BRIEF: Print every record below exactly as it stands.

(Beginning of TASK INPUTS)

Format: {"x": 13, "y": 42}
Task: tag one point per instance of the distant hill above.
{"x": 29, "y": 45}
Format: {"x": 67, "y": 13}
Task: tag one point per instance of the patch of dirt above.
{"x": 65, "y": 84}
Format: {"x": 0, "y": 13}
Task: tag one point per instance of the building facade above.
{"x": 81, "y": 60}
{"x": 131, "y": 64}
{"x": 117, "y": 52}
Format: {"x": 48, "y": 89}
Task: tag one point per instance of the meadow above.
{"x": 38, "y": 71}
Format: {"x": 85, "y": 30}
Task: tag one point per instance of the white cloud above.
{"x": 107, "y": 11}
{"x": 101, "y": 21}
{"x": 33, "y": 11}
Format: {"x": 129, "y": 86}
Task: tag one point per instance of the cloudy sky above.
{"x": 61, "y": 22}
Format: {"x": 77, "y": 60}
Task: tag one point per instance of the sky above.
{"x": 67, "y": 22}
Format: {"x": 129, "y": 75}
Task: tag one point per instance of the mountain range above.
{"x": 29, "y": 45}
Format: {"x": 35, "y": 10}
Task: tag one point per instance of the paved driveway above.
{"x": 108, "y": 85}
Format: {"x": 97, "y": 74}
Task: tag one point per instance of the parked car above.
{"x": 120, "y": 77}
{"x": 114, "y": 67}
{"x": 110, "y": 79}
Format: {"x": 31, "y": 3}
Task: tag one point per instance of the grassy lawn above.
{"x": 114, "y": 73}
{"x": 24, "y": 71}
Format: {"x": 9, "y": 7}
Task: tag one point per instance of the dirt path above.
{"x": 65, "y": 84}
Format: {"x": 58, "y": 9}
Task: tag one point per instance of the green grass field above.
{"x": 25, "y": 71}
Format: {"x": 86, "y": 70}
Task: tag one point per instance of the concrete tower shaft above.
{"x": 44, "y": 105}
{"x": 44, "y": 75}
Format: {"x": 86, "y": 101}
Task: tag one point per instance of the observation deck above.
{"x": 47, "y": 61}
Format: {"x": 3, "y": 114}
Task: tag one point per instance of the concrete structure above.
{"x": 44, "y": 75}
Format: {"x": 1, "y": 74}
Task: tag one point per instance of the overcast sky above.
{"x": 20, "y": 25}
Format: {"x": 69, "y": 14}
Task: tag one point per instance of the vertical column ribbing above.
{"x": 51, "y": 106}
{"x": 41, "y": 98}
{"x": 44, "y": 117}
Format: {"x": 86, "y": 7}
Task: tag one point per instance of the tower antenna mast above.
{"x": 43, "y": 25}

(End of TASK INPUTS)

RESPONSE AREA:
Format: {"x": 13, "y": 42}
Task: tag one point per instance of the distant hill above.
{"x": 29, "y": 45}
Format: {"x": 67, "y": 13}
Task: tag one point per instance of the patch of dirt above.
{"x": 65, "y": 84}
Format: {"x": 0, "y": 13}
Task: tag one point per instance of the building facade above.
{"x": 81, "y": 60}
{"x": 131, "y": 64}
{"x": 117, "y": 52}
Format: {"x": 48, "y": 89}
Task: tag one point per instance of the meadow above.
{"x": 38, "y": 71}
Format: {"x": 85, "y": 30}
Task: tag one point per instance of the white cloud above.
{"x": 107, "y": 11}
{"x": 101, "y": 21}
{"x": 33, "y": 11}
Format: {"x": 129, "y": 86}
Task: tag one point per instance of the cloudy sky above.
{"x": 61, "y": 22}
Format: {"x": 77, "y": 60}
Task: tag one point per instance of the sky above.
{"x": 67, "y": 22}
Format: {"x": 129, "y": 75}
Task: tag one point per instance of the mountain range above.
{"x": 29, "y": 45}
Format: {"x": 35, "y": 10}
Task: tag one point per instance of the paved driveway above.
{"x": 108, "y": 85}
Format: {"x": 97, "y": 74}
Task: tag one point per instance of the parked car above.
{"x": 120, "y": 77}
{"x": 114, "y": 67}
{"x": 110, "y": 79}
Format: {"x": 31, "y": 3}
Task: tag one point per instance of the grassy lawn above.
{"x": 114, "y": 73}
{"x": 24, "y": 71}
Format: {"x": 9, "y": 7}
Task: tag one point per instance of the dirt path above.
{"x": 65, "y": 84}
Format: {"x": 58, "y": 9}
Task: tag one point per instance of the green grass field above.
{"x": 25, "y": 71}
Format: {"x": 86, "y": 70}
Task: tag one point per instance of the concrete tower shaft above.
{"x": 44, "y": 105}
{"x": 44, "y": 75}
Format: {"x": 86, "y": 101}
Task: tag one point per instance of the observation deck above.
{"x": 47, "y": 61}
Format: {"x": 3, "y": 114}
Task: tag one point per instance of the concrete structure above.
{"x": 44, "y": 75}
Format: {"x": 1, "y": 74}
Task: tag one point per instance of the overcast sky above.
{"x": 20, "y": 25}
Format: {"x": 69, "y": 14}
Task: tag one point per instance of the vertical column ribbing above.
{"x": 51, "y": 106}
{"x": 41, "y": 98}
{"x": 44, "y": 117}
Format: {"x": 86, "y": 7}
Task: tag one point per instance of the tower antenna mast above.
{"x": 43, "y": 25}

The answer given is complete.